PTM - Page Table Manipulation From Usermode
Download
PDF Version (Best Version) can be downloaded here: PDF Download.
You can download the source from the open source repo here: PTM Repo.
Abstract
PTM is a Windows 10 C++ library that allows a programmer to manipulate all memory, physical, and virtual from user-mode. The project inherits an interface from VDM allowing the use of a physical memory read-write primitive to fuel this project. VDM is used solely to configure the page tables in such a way that PTM can manage them from user-mode. Once the page tables are configured for PTM VDM is no longer required. However, VDM can inherit an instance of PTM as a means to read and write physical memory. Both VDM and PTM work extremely well together and independently from each other.
Introduction
Page table manipulation is an extremely powerful primitive. One that allows groundbreaking projects to be created such as patching the kernel only in specific process-contexts, or mapping of a source process address space into a target process address space. PTM is a user-mode library that allows a programmer to manipulate page tables from user-mode on 64-bit Windows 10 systems. PTM does this by using VDM; a project designed to abuse vulnerable drivers exposing a physical memory read-write primitive (RWP) to elevate to arbitrary kernel execution. VDM is used to configure the page tables in such a way that they can be managed from user-mode without the need for VDM’s vulnerable driver being loaded into the kernel after initialization. PTM can then be used to get and set all levels of page table entries, translation linear virtual addresses from user-mode, map physical memory into virtual memory, and even create new page tables. PTM can also be used as a means to directly read and write physical memory, thus it can be used with VDM to leverage arbitrary kernel execution without the need of VDM’s vulnerable driver being loaded into the kernel.

* * * *

GOAL 1.
Translate this sentence from the PTM page into Spanish: "Page table manipulation is an extremely powerful primitive."
GOAL 2.
Continue the page on PTM and page table manipulation from where it stops.

(Records from a point annotation dataset)

* * * *

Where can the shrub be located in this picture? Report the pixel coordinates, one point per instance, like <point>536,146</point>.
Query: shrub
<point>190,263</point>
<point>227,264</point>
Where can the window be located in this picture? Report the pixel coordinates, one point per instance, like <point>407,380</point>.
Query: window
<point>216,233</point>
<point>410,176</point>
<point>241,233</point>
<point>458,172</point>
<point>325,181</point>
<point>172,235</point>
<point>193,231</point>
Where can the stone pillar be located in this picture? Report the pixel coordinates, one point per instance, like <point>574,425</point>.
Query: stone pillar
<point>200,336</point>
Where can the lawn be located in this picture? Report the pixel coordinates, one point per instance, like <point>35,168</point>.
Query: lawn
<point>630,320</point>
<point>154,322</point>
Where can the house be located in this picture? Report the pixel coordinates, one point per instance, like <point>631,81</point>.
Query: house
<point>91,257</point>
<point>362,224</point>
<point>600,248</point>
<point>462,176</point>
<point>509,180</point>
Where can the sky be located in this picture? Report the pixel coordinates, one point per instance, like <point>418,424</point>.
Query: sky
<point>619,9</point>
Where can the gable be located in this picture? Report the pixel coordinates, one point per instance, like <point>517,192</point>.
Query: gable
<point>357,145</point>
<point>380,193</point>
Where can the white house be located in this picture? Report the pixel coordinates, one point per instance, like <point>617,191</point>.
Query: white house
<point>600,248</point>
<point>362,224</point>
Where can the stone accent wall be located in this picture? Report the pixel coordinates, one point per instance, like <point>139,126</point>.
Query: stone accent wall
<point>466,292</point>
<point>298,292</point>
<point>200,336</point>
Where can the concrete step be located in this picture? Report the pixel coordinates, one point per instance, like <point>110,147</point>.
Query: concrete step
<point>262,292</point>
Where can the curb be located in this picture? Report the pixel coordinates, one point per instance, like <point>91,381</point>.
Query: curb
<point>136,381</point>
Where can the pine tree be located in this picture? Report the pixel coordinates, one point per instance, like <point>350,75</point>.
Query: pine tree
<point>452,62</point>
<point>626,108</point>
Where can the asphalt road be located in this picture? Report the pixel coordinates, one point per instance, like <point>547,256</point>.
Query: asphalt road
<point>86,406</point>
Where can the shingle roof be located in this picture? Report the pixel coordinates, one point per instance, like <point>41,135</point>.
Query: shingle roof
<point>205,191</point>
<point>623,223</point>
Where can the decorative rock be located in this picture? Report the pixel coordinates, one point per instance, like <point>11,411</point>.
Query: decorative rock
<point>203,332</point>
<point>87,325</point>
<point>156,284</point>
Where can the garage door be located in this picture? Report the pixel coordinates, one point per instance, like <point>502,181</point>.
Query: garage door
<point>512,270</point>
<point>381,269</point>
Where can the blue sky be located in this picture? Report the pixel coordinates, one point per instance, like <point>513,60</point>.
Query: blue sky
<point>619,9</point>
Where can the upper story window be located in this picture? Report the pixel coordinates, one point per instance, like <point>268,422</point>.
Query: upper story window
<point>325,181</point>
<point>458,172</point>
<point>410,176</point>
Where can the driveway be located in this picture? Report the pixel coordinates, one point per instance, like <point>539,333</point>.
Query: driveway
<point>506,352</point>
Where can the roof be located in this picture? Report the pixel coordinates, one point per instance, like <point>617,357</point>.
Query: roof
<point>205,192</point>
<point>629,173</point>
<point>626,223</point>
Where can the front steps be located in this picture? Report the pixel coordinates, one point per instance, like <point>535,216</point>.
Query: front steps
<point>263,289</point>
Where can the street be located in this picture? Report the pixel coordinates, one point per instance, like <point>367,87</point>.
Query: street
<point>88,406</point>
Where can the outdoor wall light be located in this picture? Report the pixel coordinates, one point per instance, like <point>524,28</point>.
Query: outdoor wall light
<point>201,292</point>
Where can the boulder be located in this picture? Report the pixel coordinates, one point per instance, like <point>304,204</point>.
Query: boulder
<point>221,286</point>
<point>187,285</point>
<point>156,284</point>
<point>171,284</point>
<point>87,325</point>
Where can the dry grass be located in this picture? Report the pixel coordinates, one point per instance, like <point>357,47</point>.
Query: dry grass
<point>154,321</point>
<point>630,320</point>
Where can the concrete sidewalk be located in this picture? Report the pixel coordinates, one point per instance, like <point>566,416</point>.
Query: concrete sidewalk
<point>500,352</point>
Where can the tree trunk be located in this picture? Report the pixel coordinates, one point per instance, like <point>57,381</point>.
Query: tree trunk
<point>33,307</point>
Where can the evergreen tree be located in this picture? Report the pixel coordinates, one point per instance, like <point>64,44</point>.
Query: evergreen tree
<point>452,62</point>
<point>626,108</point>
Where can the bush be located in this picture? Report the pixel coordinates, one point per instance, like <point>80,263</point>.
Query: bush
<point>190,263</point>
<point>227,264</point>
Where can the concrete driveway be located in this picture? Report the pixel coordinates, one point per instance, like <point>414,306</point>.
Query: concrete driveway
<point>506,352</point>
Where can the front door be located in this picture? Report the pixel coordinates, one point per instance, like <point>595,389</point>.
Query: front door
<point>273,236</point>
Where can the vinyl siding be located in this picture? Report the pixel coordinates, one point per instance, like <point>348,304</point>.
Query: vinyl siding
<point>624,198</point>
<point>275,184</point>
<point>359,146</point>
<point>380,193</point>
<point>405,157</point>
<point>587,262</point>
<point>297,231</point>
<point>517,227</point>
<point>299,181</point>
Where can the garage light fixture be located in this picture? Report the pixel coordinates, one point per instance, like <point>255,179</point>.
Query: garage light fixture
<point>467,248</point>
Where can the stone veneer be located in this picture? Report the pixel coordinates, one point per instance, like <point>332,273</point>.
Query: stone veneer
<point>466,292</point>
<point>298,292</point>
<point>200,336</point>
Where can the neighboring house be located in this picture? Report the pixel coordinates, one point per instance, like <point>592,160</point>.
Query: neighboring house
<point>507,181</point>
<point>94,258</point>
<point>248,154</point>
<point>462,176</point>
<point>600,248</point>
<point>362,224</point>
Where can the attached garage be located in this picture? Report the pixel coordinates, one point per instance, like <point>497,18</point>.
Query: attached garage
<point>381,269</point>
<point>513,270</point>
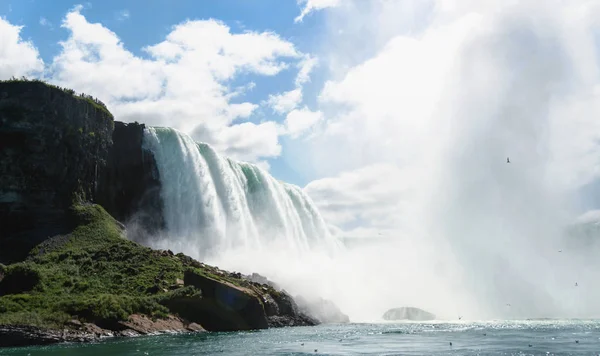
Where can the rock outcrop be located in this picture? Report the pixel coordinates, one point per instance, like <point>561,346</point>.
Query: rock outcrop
<point>136,325</point>
<point>129,187</point>
<point>56,149</point>
<point>52,147</point>
<point>229,303</point>
<point>408,313</point>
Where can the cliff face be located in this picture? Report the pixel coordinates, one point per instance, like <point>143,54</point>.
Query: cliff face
<point>52,147</point>
<point>57,149</point>
<point>129,187</point>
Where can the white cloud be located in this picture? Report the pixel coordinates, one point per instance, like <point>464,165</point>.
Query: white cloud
<point>184,82</point>
<point>297,122</point>
<point>285,102</point>
<point>45,22</point>
<point>123,15</point>
<point>306,66</point>
<point>17,57</point>
<point>315,5</point>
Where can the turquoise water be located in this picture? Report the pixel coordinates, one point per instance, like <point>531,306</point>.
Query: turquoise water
<point>501,338</point>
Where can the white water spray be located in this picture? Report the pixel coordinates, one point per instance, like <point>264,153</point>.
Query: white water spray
<point>214,204</point>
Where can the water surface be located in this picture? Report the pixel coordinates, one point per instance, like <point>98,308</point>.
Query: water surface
<point>546,337</point>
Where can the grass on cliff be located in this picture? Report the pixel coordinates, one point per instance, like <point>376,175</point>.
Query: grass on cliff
<point>93,274</point>
<point>96,103</point>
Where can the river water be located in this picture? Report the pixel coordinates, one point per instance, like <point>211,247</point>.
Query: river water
<point>533,337</point>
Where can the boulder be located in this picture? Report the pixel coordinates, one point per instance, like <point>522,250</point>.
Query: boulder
<point>222,306</point>
<point>408,313</point>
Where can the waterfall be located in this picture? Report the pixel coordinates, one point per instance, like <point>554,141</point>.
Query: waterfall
<point>213,203</point>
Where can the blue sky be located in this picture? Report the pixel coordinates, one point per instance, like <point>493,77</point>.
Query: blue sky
<point>140,24</point>
<point>404,101</point>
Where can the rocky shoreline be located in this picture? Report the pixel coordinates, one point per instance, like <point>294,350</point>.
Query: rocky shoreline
<point>70,176</point>
<point>77,332</point>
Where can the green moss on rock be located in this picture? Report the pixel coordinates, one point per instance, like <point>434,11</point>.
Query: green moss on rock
<point>93,274</point>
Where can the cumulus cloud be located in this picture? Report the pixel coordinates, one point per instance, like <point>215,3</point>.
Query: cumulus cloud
<point>17,57</point>
<point>299,121</point>
<point>285,102</point>
<point>314,5</point>
<point>45,22</point>
<point>184,82</point>
<point>306,66</point>
<point>123,15</point>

* * * *

TASK ANSWER 1.
La manipulación de tablas de páginas es una primitiva extremadamente poderosa.

TASK ANSWER 2.
Basics of Virtual Memory and Paging
Paging is the concept of breaking memory into fixed-sized chunks called pages. Pages can be moved in and out of physical memory allowing for memory that is not accessed frequently to be moved to disk. In order for this to work, the CPU cannot directly interface with physical memory instead the CPU interfaces with virtual memory. Virtual addresses are translated to physical addresses using a set of tables called page tables. On a 64-bit system with the CPU in long mode, there are four layers of page tables: PML4(s), PDPT(s), PD(s), and lastly PT(s). All page tables are the same size (1000h bytes) unless configured otherwise. Each page table entry is eight bytes in size. This means that each table contains 512 entries (8 * 512 = 1000h). The last twelve bits of every virtual address is called the page offset and is an offset into a physical page. The page offset of a virtual address can be bigger than 12 bits depending on the paging structure configuration for a given virtual address. The length of the page offset field can be either 12 bits (physical page is 4kB), 21 bits (2MB physical page), or 30 bits (1GB page).
In order to translate linear virtual addresses to linear physical addresses, the page tables must be traversed. As depicted in figure one, each virtual address space has its own PML4, the physical address of this table is stored in CR3.
Interfacing With Page Tables on Windows
On Windows, the thread scheduler utilizes KPROCESS.DirectoryTableBase when scheduling threads. The KPROCESS structure is a substructure of the EPROCESS structure and contains DirectoryTableBase at offset 28h. A programmer using VDM can obtain the linear physical address of the PML4 of a process easily by DKOM’ing a desired process KPROCESS structure.
kd> dt !_KPROCESS ffffc38759d9e080
nt!_KPROCESS
+0x000 Header : _DISPATCHER_HEADER
+0x018 ProfileListHead : _LIST_ENTRY
+0x028 DirectoryTableBase : 0x00000001`15684000
+0x030 ThreadListHead : _LIST_ENTRY
+0x040 ProcessLock : 0
+0x044 ProcessTimerDelay : 0
+0x048 DeepFreezeStartTime : 0
Once the physical address of the desired processes PML4 has been obtained the trick is interfacing with the paging structures. Although VDM allows reading and writing of physical memory, be aware that MmMapIoSpace cannot be used to map the paging structures into virtual memory. Drivers that use MmCopyMemory and ZwMapViewOfSection to interface with physical memory can however be used to directly manipulate the page tables. To properly support VDM which PTM inherits as a codebase, the project does not rely on the physical read and write primitive exposed from the driver. Instead PTM allocates its own set of page tables and inserts a PML4E into the current processes PML4 pointing at such tables. This allows a programmer to map physical memory at will into the current virtual memory address space, all from user-mode. In other words, once the tables are allocated and configured, there is no need for VDM anymore since the paging tables can be controlled entirely from user-mode.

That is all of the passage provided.